Referring expression pointing data
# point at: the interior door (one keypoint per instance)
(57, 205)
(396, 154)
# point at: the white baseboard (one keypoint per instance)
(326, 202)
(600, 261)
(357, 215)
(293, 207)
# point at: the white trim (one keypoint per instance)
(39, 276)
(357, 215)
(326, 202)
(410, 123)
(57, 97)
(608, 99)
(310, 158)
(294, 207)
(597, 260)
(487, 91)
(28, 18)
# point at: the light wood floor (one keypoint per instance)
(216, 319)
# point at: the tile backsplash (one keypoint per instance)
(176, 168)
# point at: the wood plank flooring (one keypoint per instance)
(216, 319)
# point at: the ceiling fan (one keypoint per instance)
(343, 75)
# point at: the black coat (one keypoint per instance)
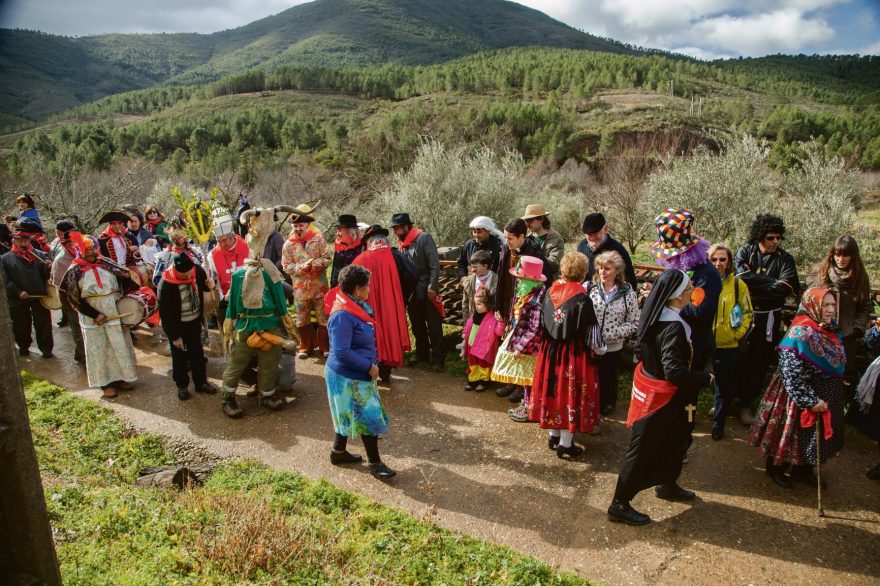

*DIRECTIONS FOR THIS TASK*
A word-for-word copy of all the data is required, minus the pictures.

*ANSWER TO THIS TASK*
# point at: the interior door (one keypoint per instance)
(57, 205)
(396, 154)
# point at: the white baseboard (one keypoint per instance)
(326, 202)
(600, 261)
(357, 215)
(293, 207)
# point at: the white trim (one keypoint per instance)
(39, 276)
(357, 215)
(326, 202)
(410, 123)
(57, 97)
(608, 99)
(310, 158)
(294, 207)
(597, 260)
(487, 91)
(28, 18)
# point at: the light wood floor (one keypoint per instance)
(216, 319)
# point at: the tile backsplash (one keypoint per instance)
(176, 168)
# point at: the wood plank flooring (one keypoint per instance)
(216, 319)
# point at: the ceiling fan (one keypoint per instance)
(343, 75)
# point at: the black coat (one keypoint per instance)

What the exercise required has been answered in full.